TEXT PASSAGE:

>>>

Anurag Vaishnav - December 23, 2019

Recently, the  Personal Data Protection Bill, 2019 was introduced in Parliament.  The Bill has been referred to a Joint Parliamentary Committee for detailed examination, and the report is expected by the Budget Session, 2020.  The Bill seeks to provide for protection of personal data of individuals, create a framework for processing such personal data, and establishes a Data Protection Authority for the purpose.  In this blog, we provide a background to the 2019 Bill, and explain some of its key provisions.

What is personal data and data protection?

Data can be broadly classified into two types: personal and non-personal data.  Personal data pertains to characteristics, traits or attributes of identity, which can be used to identify an individual.   Non-personal data includes aggregated data through which individuals cannot be identified.  For example, while an individual’s own location would constitute personal data; information derived from multiple drivers’ location, which is often used to analyse traffic flow, is non-personal data.  Data protection refers to policies and procedures seeking to minimise intrusion into the privacy of an individual caused by collection and usage of their personal data.  

Why was a Bill brought for personal data protection?

In August 2017, the Supreme Court  held that privacy is a fundamental right, flowing from the right to life and personal liberty under Article 21 of the Constitution.  The Court also observed that privacy of personal data and facts is an essential aspect of the right to privacy.  In July 2017, a Committee of Experts, chaired by Justice B. N. Srikrishna, was set up to examine various issues related to data protection in India.  The Committee submitted its report, along with a Draft Personal Data Protection Bill, 2018 to the Ministry of Electronics and Information Technology in July 2018.  The Statement of Objects and Reasons of the Personal Data Protection Bill, 2019 states that the Bill is based on the recommendations of the report of the Expert Committee and the suggestions received from various stakeholders.

How is personal data regulated currently?

Currently, the usage and transfer of personal data of citizens is regulated by the  Information Technology (IT) Rules, 2011, under the IT Act, 2000.  The rules hold the companies using the data liable for compensating the individual, in case of any negligence in maintaining security standards while dealing with the data.  The Expert Committee in its report, held that while the IT rules were a novel attempt at data protection at the time they were introduced, the pace of development of digital economy has shown its shortcomings.3  For instance, (i) the definition of sensitive personal data under the rules is narrow, and (ii) some of the provisions can be overridden by a contract.  Further, the IT Act applies only to companies, not to the government.  

What does the Personal Data Protection Bill provide?

<<<

RECORD SET:
>>>

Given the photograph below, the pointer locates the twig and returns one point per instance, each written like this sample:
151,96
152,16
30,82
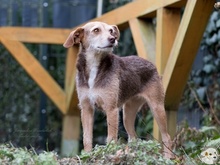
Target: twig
212,110
217,5
197,99
79,159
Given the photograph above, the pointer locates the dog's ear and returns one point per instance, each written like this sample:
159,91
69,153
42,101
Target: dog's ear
75,37
116,32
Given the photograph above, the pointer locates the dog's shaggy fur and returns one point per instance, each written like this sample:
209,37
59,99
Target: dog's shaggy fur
109,82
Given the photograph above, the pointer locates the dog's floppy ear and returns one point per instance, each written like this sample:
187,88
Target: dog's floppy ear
75,37
116,32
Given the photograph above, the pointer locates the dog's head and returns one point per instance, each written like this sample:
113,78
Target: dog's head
96,36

<<<

TASK REQUIREMENTS:
**A.** In the Personal Data Protection Bill text, who chaired the Committee of Experts set up in July 2017?
**B.** Turn the paragraph starting "Currently, the usage and transfer" in the Personal Data Protection Bill text into a short list that keeps its main facts.

TASK-BY-TASK RESULTS:
**A.** Justice B. N. Srikrishna

**B.**
- Citizens' personal data use and transfer is currently regulated by the Information Technology (IT) Rules, 2011, under the IT Act, 2000.
- If companies are negligent in keeping security standards while handling the data, the rules make them liable to compensate the individual.
- The Expert Committee called the IT rules a novel attempt when introduced, but found that the fast growth of the digital economy has shown their shortcomings.
- One shortcoming is that the rules define sensitive personal data narrowly.
- Another is that some provisions can be overridden by a contract.
- The IT Act applies only to companies, not to the government.